Task directions: Rewrite every line of the listing below, including the requests, but lower each pixel coordinate in the answers by 139. Leave the pictures out.

Saved data entries:
=-=-=

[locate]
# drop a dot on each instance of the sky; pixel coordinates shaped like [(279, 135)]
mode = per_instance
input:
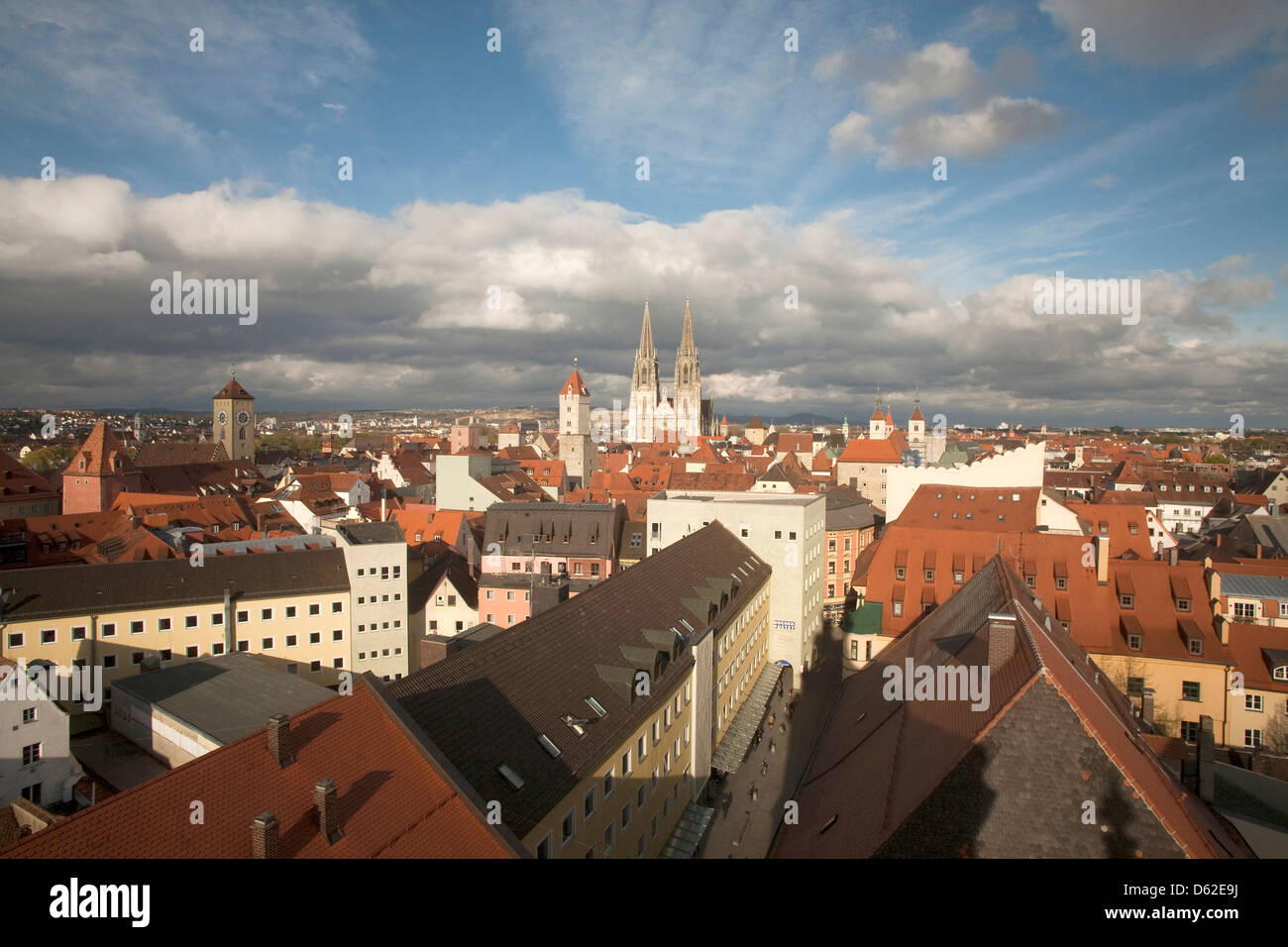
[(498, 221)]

=-=-=

Response below:
[locate]
# drop a dot on each instance of the sky; pixel coordinates shaped like [(279, 135)]
mode = per_instance
input:
[(359, 82)]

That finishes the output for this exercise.